[Photo labels with boxes]

----------

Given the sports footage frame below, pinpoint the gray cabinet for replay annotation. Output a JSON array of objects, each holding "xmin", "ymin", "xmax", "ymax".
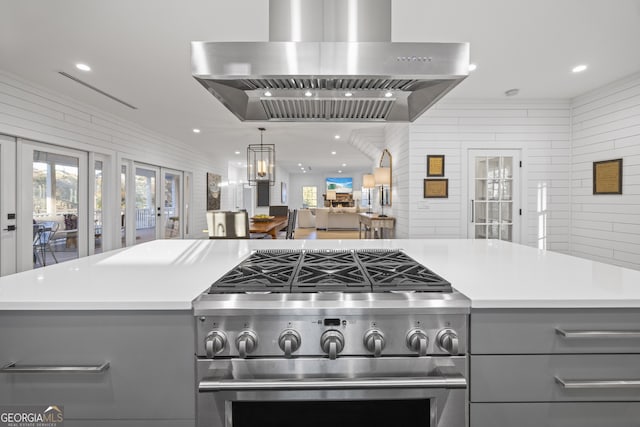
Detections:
[
  {"xmin": 469, "ymin": 309, "xmax": 640, "ymax": 427},
  {"xmin": 0, "ymin": 311, "xmax": 195, "ymax": 427}
]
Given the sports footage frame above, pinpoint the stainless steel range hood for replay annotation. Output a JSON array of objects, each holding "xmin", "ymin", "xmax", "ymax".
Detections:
[{"xmin": 191, "ymin": 0, "xmax": 469, "ymax": 122}]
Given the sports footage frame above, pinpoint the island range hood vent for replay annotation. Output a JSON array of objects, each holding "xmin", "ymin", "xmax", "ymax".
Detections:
[{"xmin": 191, "ymin": 0, "xmax": 469, "ymax": 122}]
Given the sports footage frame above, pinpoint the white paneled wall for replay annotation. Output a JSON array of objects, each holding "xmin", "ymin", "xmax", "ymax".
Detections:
[
  {"xmin": 571, "ymin": 74, "xmax": 640, "ymax": 269},
  {"xmin": 0, "ymin": 72, "xmax": 229, "ymax": 242},
  {"xmin": 392, "ymin": 101, "xmax": 570, "ymax": 252}
]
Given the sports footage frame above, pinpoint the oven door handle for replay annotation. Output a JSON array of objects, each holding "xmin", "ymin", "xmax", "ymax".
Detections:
[{"xmin": 198, "ymin": 374, "xmax": 467, "ymax": 392}]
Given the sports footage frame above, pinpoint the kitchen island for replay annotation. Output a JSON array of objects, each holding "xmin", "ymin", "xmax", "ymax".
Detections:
[{"xmin": 0, "ymin": 240, "xmax": 640, "ymax": 427}]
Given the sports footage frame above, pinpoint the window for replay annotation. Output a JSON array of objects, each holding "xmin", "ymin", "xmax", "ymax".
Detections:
[{"xmin": 302, "ymin": 186, "xmax": 318, "ymax": 208}]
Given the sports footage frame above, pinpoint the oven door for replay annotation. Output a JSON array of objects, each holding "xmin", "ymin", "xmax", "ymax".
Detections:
[{"xmin": 197, "ymin": 357, "xmax": 468, "ymax": 427}]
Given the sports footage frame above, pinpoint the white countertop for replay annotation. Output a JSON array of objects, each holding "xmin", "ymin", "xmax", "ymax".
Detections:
[{"xmin": 0, "ymin": 239, "xmax": 640, "ymax": 310}]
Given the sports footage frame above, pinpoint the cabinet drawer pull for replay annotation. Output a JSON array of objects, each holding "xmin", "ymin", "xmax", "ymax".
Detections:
[
  {"xmin": 555, "ymin": 377, "xmax": 640, "ymax": 389},
  {"xmin": 0, "ymin": 362, "xmax": 109, "ymax": 374},
  {"xmin": 556, "ymin": 328, "xmax": 640, "ymax": 338}
]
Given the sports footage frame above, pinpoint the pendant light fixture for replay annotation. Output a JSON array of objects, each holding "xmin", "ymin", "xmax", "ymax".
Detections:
[{"xmin": 247, "ymin": 128, "xmax": 276, "ymax": 185}]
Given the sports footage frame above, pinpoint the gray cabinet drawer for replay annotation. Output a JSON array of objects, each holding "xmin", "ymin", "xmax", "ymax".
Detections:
[
  {"xmin": 470, "ymin": 402, "xmax": 640, "ymax": 427},
  {"xmin": 470, "ymin": 309, "xmax": 640, "ymax": 354},
  {"xmin": 470, "ymin": 354, "xmax": 640, "ymax": 402},
  {"xmin": 0, "ymin": 311, "xmax": 195, "ymax": 424}
]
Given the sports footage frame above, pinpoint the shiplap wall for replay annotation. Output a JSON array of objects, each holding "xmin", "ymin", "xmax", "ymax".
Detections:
[
  {"xmin": 0, "ymin": 71, "xmax": 229, "ymax": 242},
  {"xmin": 392, "ymin": 100, "xmax": 571, "ymax": 252},
  {"xmin": 571, "ymin": 74, "xmax": 640, "ymax": 269}
]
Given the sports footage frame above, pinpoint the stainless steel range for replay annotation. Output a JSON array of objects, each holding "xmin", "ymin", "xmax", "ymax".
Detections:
[{"xmin": 193, "ymin": 249, "xmax": 469, "ymax": 427}]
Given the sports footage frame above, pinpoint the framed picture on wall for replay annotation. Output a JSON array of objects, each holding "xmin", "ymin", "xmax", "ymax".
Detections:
[
  {"xmin": 207, "ymin": 172, "xmax": 222, "ymax": 211},
  {"xmin": 424, "ymin": 178, "xmax": 449, "ymax": 199},
  {"xmin": 593, "ymin": 159, "xmax": 622, "ymax": 194},
  {"xmin": 427, "ymin": 154, "xmax": 444, "ymax": 176}
]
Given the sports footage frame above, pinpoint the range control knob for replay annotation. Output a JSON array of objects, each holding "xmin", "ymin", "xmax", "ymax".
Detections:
[
  {"xmin": 407, "ymin": 328, "xmax": 429, "ymax": 356},
  {"xmin": 436, "ymin": 329, "xmax": 460, "ymax": 354},
  {"xmin": 204, "ymin": 331, "xmax": 227, "ymax": 359},
  {"xmin": 364, "ymin": 329, "xmax": 385, "ymax": 357},
  {"xmin": 320, "ymin": 329, "xmax": 344, "ymax": 360},
  {"xmin": 236, "ymin": 329, "xmax": 258, "ymax": 359},
  {"xmin": 278, "ymin": 329, "xmax": 302, "ymax": 357}
]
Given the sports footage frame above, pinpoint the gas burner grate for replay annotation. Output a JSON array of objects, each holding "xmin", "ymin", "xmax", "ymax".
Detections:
[
  {"xmin": 365, "ymin": 263, "xmax": 451, "ymax": 292},
  {"xmin": 209, "ymin": 263, "xmax": 296, "ymax": 294},
  {"xmin": 302, "ymin": 250, "xmax": 356, "ymax": 265},
  {"xmin": 356, "ymin": 249, "xmax": 416, "ymax": 264},
  {"xmin": 244, "ymin": 249, "xmax": 302, "ymax": 264},
  {"xmin": 291, "ymin": 263, "xmax": 371, "ymax": 292}
]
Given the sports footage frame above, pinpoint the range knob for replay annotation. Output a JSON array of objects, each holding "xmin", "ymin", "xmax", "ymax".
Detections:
[
  {"xmin": 320, "ymin": 329, "xmax": 344, "ymax": 360},
  {"xmin": 278, "ymin": 329, "xmax": 302, "ymax": 357},
  {"xmin": 204, "ymin": 331, "xmax": 227, "ymax": 359},
  {"xmin": 436, "ymin": 329, "xmax": 460, "ymax": 354},
  {"xmin": 407, "ymin": 328, "xmax": 429, "ymax": 356},
  {"xmin": 236, "ymin": 329, "xmax": 258, "ymax": 359},
  {"xmin": 364, "ymin": 329, "xmax": 385, "ymax": 357}
]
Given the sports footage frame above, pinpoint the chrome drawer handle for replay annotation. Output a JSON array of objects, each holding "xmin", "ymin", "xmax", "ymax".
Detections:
[
  {"xmin": 198, "ymin": 374, "xmax": 467, "ymax": 392},
  {"xmin": 0, "ymin": 362, "xmax": 109, "ymax": 374},
  {"xmin": 555, "ymin": 377, "xmax": 640, "ymax": 389},
  {"xmin": 556, "ymin": 328, "xmax": 640, "ymax": 339}
]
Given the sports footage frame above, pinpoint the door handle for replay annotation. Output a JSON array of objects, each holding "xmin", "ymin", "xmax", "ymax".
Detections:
[
  {"xmin": 198, "ymin": 374, "xmax": 467, "ymax": 392},
  {"xmin": 471, "ymin": 199, "xmax": 476, "ymax": 222},
  {"xmin": 0, "ymin": 362, "xmax": 109, "ymax": 374}
]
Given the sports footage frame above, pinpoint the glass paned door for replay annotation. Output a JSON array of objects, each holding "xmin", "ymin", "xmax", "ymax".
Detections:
[
  {"xmin": 18, "ymin": 141, "xmax": 89, "ymax": 271},
  {"xmin": 93, "ymin": 160, "xmax": 105, "ymax": 254},
  {"xmin": 0, "ymin": 135, "xmax": 17, "ymax": 276},
  {"xmin": 134, "ymin": 165, "xmax": 161, "ymax": 244},
  {"xmin": 160, "ymin": 169, "xmax": 184, "ymax": 239},
  {"xmin": 468, "ymin": 150, "xmax": 520, "ymax": 242}
]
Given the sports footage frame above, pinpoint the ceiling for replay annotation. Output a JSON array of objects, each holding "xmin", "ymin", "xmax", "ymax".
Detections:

----------

◆ WHAT THE EXERCISE ASKS:
Count the lines in the records above that contain the string "gray", treating uppercase and lowercase as different. Reply with the number only.

◆ RESPONSE BELOW:
2